── EXTRACTED RECORDS ──

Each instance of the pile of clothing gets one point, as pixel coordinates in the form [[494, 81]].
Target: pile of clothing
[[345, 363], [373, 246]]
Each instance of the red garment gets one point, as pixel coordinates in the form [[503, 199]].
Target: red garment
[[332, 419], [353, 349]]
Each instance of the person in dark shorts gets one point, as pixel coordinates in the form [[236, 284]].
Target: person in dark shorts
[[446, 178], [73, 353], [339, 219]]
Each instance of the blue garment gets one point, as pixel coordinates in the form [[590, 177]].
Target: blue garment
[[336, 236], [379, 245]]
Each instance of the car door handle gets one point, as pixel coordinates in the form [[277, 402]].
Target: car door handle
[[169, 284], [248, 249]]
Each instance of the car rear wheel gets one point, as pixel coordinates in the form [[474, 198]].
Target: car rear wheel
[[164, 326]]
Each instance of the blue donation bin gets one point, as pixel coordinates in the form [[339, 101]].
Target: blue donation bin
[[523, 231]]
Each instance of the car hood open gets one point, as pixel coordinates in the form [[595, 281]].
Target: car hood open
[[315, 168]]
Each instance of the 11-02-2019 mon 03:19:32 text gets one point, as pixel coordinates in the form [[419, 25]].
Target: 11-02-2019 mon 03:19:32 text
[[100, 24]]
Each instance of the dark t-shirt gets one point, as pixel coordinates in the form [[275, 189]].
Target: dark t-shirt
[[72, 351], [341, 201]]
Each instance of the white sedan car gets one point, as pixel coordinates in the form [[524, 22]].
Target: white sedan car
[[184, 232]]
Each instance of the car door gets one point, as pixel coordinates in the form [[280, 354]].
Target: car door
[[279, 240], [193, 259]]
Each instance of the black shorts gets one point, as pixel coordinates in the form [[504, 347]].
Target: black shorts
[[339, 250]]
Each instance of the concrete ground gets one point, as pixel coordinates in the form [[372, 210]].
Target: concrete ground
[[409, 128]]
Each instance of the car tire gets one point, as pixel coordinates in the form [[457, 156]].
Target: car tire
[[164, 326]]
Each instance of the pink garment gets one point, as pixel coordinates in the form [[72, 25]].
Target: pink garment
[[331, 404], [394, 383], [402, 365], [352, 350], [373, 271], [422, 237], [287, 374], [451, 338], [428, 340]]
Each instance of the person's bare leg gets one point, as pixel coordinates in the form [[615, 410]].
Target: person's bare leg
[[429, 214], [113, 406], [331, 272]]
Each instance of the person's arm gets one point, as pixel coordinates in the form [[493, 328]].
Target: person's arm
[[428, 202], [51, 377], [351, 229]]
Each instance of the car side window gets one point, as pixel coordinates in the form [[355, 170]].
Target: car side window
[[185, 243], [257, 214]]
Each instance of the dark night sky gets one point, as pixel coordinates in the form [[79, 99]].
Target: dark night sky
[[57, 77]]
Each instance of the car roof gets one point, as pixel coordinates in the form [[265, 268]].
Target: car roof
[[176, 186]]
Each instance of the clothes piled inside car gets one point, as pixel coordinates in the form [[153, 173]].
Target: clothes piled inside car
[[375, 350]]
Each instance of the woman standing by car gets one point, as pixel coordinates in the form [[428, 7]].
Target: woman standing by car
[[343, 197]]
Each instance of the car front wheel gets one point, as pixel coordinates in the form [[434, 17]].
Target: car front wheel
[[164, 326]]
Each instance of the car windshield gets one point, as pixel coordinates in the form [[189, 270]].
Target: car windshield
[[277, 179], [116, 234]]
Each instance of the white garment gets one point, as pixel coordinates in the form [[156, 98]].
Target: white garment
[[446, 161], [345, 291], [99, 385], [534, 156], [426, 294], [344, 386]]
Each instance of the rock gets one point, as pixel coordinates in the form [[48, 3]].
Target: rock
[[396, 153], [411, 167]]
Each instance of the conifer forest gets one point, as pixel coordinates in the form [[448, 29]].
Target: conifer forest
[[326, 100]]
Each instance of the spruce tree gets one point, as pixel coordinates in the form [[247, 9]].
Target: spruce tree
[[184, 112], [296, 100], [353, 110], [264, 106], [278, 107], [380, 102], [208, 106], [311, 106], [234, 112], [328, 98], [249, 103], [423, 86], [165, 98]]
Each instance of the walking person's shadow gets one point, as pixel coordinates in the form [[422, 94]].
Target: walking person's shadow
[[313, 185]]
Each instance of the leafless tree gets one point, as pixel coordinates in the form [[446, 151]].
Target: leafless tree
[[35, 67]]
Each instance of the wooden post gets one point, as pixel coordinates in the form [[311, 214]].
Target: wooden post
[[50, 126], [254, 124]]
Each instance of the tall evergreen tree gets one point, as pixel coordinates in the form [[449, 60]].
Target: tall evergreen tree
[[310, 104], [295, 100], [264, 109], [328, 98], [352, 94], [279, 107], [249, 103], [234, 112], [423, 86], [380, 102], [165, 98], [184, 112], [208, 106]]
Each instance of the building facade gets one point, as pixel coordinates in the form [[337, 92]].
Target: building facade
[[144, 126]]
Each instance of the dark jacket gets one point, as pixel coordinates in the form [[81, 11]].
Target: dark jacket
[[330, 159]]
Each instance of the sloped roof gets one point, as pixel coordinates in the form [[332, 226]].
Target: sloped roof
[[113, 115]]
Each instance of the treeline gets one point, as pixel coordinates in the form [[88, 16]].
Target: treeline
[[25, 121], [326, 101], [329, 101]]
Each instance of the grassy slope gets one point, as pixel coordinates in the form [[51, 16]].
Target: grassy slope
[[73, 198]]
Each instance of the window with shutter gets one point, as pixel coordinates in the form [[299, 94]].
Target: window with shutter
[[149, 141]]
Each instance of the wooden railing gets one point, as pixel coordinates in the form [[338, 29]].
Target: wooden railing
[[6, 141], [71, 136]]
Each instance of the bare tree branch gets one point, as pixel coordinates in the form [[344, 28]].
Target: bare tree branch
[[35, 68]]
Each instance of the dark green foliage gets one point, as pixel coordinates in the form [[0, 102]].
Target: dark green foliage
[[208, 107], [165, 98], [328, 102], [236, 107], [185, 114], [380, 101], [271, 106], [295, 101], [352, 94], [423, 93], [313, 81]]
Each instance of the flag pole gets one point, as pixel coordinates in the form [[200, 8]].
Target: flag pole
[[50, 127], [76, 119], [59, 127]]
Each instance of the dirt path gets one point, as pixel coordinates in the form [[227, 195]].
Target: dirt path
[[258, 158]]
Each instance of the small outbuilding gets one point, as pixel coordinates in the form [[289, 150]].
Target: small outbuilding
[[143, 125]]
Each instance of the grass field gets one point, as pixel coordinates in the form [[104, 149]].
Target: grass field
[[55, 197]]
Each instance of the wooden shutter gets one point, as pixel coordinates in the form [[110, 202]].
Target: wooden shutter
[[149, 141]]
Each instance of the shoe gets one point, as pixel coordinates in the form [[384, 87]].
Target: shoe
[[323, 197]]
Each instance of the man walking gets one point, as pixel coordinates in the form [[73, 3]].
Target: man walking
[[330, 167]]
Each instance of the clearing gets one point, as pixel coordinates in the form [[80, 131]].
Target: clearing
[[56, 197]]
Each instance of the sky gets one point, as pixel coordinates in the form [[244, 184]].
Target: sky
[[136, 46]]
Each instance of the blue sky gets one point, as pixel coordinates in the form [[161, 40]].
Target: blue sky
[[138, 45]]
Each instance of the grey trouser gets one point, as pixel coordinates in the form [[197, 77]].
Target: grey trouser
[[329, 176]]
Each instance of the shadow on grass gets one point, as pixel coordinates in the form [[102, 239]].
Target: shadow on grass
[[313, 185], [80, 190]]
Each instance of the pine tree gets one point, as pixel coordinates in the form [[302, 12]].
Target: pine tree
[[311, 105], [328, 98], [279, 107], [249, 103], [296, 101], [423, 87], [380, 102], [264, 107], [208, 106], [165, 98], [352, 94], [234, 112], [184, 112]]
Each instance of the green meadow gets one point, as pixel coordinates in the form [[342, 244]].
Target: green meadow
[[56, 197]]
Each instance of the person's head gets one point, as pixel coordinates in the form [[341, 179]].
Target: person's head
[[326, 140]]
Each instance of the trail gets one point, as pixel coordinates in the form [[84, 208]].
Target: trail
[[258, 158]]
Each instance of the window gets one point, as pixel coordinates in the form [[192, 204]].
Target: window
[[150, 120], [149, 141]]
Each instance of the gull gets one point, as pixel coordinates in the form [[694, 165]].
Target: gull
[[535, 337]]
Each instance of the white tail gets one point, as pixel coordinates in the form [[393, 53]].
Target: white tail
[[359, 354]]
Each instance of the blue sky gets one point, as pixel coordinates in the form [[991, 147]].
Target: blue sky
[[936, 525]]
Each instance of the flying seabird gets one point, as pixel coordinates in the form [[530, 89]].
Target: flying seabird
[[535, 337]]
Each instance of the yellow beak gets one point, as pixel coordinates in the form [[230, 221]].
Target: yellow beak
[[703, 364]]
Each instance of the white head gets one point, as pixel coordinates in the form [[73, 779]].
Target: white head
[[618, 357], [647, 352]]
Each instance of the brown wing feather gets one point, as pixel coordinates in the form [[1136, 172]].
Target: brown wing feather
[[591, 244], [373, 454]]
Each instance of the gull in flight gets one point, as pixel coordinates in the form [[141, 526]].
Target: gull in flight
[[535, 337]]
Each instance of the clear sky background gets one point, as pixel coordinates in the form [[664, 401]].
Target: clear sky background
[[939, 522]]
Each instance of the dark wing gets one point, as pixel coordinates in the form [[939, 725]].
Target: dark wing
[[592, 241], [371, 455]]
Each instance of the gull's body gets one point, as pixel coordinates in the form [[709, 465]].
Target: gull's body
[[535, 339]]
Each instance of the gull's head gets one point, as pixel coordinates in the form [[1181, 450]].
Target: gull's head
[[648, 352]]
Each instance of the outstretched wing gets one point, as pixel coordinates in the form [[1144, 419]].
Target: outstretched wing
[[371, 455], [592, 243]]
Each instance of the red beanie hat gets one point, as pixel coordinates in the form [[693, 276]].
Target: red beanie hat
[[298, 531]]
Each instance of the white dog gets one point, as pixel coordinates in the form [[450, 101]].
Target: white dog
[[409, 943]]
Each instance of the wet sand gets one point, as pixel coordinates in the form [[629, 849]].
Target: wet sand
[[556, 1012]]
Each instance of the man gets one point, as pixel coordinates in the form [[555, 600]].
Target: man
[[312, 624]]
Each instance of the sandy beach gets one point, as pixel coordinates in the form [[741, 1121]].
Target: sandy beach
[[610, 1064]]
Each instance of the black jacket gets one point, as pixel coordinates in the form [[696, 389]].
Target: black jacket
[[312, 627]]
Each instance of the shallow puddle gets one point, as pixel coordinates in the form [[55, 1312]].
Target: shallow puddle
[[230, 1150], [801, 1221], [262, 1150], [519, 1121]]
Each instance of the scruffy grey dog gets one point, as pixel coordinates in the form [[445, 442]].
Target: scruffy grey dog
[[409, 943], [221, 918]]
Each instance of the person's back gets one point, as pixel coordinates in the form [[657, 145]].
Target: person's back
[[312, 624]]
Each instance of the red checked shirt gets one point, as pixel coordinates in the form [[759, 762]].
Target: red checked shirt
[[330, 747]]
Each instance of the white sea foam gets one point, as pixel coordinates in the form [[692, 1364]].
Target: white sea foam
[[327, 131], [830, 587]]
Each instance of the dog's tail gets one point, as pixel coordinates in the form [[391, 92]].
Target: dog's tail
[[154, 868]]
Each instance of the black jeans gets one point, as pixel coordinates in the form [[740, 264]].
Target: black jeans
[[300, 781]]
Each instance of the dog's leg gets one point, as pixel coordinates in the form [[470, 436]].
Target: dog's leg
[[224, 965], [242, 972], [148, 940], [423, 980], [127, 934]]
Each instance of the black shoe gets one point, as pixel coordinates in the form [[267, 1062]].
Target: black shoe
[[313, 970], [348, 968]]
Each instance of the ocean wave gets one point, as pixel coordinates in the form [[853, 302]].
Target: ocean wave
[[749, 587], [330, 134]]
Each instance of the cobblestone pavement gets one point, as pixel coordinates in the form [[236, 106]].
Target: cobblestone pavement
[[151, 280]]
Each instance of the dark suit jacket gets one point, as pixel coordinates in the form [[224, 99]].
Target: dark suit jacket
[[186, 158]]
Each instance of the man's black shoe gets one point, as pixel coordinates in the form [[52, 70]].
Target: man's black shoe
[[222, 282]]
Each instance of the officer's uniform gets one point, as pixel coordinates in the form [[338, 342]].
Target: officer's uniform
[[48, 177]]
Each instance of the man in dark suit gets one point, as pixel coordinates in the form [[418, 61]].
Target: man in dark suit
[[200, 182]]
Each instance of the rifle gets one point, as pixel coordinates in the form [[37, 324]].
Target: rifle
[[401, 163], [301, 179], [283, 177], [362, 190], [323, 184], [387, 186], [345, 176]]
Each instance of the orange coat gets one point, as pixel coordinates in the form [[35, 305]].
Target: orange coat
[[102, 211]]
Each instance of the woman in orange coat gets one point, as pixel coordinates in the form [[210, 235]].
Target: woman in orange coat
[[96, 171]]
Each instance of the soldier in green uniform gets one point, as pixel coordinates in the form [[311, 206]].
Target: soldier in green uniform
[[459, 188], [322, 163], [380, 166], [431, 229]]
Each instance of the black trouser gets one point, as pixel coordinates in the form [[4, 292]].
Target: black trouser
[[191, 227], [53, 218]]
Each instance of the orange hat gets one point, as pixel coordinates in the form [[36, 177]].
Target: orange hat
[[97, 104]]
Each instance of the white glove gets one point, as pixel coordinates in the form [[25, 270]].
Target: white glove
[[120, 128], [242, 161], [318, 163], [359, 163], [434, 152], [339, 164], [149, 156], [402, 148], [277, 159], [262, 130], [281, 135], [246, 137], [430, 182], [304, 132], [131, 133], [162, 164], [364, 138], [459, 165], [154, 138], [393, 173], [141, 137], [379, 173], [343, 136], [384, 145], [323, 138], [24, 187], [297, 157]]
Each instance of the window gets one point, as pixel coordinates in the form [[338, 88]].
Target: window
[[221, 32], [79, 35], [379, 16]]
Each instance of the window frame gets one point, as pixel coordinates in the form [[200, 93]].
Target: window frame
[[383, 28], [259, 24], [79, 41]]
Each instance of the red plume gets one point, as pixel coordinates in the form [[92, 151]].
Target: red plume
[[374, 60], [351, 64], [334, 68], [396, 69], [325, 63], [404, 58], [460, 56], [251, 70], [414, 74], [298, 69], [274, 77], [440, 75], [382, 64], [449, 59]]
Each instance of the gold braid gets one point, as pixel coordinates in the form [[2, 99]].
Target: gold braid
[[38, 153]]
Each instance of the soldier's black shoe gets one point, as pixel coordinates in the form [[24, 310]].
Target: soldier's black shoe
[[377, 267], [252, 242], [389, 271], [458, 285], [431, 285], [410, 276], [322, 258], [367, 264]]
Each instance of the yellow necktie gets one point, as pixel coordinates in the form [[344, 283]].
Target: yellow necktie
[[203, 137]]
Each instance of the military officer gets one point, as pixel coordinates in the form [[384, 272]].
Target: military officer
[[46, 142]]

───

WHAT IS ASKED.
Edit the rows from the line that has "Each instance of the black shoe" through the line that has "[[200, 182]]", replacing "dark suit" with "navy suit" and leaving everything else unchanged. Give back only those lines.

OUTPUT FOR THIS TASK.
Each instance of the black shoe gets one point, as pixel coordinates in the form [[267, 1062]].
Target: black shoe
[[313, 970], [348, 968]]
Each instance of the ocean wave gets one point, as pixel coordinates in the form [[853, 302]].
Target: ocean wave
[[749, 587], [330, 134]]
Each instance of the cobblestone pavement gets one point, as pixel coordinates in the form [[236, 106]].
Target: cobblestone pavement
[[151, 280]]
Each instance of the navy suit jacket gets one point, as pixel coordinates in the form [[224, 99]].
Target: navy suit jacket
[[186, 158]]
Each instance of the man's black shoe gets one point, as pixel coordinates in the form [[52, 70]].
Target: man's black shoe
[[222, 282]]
Each instance of the officer's uniform gets one point, as pixel coordinates in the form [[338, 342]].
Target: officer's uniform
[[48, 177]]
Each instance of the man in navy suit gets one point, as pixel coordinates in the form [[418, 61]].
Target: man in navy suit
[[200, 182]]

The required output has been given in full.